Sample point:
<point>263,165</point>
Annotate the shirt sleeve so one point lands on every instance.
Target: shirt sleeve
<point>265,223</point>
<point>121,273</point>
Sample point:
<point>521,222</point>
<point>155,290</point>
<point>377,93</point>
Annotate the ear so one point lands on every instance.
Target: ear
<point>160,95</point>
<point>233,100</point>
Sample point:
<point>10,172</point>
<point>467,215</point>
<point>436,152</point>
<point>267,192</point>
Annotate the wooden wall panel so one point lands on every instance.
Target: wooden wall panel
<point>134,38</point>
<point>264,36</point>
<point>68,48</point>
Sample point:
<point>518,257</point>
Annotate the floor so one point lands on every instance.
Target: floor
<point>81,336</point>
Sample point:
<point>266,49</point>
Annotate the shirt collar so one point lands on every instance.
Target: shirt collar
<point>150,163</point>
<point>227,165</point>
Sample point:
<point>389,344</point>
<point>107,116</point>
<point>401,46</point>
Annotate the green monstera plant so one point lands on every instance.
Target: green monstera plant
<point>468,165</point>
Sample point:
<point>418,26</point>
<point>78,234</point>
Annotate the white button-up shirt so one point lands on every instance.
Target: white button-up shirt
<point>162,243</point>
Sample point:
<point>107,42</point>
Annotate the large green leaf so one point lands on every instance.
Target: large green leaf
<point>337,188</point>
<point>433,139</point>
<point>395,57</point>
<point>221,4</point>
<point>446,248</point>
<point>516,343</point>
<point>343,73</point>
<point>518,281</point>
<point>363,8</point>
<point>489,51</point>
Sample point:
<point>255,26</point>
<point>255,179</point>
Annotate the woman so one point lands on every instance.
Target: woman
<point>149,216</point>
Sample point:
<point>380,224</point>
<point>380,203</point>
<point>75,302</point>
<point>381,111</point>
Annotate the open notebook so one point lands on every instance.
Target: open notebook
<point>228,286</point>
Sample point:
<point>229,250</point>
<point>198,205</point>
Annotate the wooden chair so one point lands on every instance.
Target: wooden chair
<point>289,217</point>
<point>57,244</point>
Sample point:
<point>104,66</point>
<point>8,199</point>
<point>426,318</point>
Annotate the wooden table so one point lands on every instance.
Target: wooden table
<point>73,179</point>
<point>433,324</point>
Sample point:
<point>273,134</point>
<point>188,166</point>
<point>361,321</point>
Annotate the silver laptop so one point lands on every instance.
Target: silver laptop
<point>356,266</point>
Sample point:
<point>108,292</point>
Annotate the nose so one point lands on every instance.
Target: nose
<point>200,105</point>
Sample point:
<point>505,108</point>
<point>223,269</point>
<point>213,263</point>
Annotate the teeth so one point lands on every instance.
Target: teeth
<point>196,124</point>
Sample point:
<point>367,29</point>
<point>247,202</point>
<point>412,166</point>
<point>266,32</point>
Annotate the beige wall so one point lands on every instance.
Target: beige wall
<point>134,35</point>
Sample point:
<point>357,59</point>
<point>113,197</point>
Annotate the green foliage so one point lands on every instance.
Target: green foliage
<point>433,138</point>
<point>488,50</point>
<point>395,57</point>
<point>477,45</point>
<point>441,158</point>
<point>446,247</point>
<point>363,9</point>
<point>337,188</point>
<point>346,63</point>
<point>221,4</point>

────────────────────

▸ **Your goal**
Each entry must be reproduced verbatim.

▸ **Solution below**
Sample point:
<point>263,165</point>
Annotate the shirt sleeve so one point lands on every instance.
Target: shirt sleeve
<point>265,223</point>
<point>121,273</point>
Sample point:
<point>521,222</point>
<point>155,290</point>
<point>377,93</point>
Annotate the ear so one point lands on every instance.
Target: ear
<point>160,95</point>
<point>233,100</point>
Sample point:
<point>10,172</point>
<point>467,215</point>
<point>436,152</point>
<point>267,192</point>
Annotate the wooden wall panel so one point lands on every instance.
Target: wooden wall panel
<point>134,38</point>
<point>264,36</point>
<point>68,48</point>
Sample point:
<point>518,257</point>
Annotate the floor so one point lands on every instance.
Target: floor
<point>81,336</point>
Sample point:
<point>266,49</point>
Annotate the shirt collar so one point lands on every instance.
Target: shirt collar
<point>150,163</point>
<point>227,165</point>
Sample point:
<point>389,344</point>
<point>107,116</point>
<point>401,46</point>
Annotate the green monstera plant so one point lands on every instance.
Target: green monstera plant
<point>468,165</point>
Sample point:
<point>418,26</point>
<point>78,234</point>
Annotate the white button-up shirt so one point lands on every instance.
Target: white button-up shirt
<point>162,243</point>
Sample point:
<point>107,42</point>
Annotate the large green leaf so one point lands on every instance.
Target: large green leaf
<point>337,188</point>
<point>433,139</point>
<point>395,57</point>
<point>221,4</point>
<point>446,248</point>
<point>516,343</point>
<point>343,73</point>
<point>518,281</point>
<point>363,8</point>
<point>489,51</point>
Sample point:
<point>255,26</point>
<point>255,179</point>
Annotate the woman so one point lands on every instance.
Target: woman
<point>149,216</point>
Sample point:
<point>380,224</point>
<point>380,203</point>
<point>75,302</point>
<point>381,111</point>
Annotate the open notebook so one point lands on every instance.
Target: open notebook
<point>228,286</point>
Sample point:
<point>229,250</point>
<point>198,205</point>
Annotate the wooden chair so one point lands on every instance.
Target: wooden chair
<point>289,217</point>
<point>57,244</point>
Sample point:
<point>104,66</point>
<point>8,199</point>
<point>426,318</point>
Annotate the wooden table so one point lands on every instance.
Target: wooden table
<point>73,179</point>
<point>433,324</point>
Sample point:
<point>273,134</point>
<point>188,166</point>
<point>361,321</point>
Annotate the silver laptop so one point lands on every instance.
Target: silver laptop
<point>356,266</point>
Sample point:
<point>108,292</point>
Annotate the nose so one point lands on every instance.
Target: nose
<point>200,105</point>
Sample point:
<point>505,108</point>
<point>223,269</point>
<point>213,263</point>
Annotate the teeth so one point lands on every instance.
Target: teeth
<point>196,124</point>
Sample point:
<point>367,29</point>
<point>247,202</point>
<point>412,166</point>
<point>266,32</point>
Annotate the beige wall so one point lands on every instance.
Target: beige wall
<point>134,35</point>
Sample point:
<point>357,59</point>
<point>113,197</point>
Annotate the green foliage so one point lands on every instance.
Target: green foliage
<point>433,138</point>
<point>488,50</point>
<point>395,57</point>
<point>477,45</point>
<point>441,158</point>
<point>446,247</point>
<point>363,9</point>
<point>337,188</point>
<point>346,63</point>
<point>221,4</point>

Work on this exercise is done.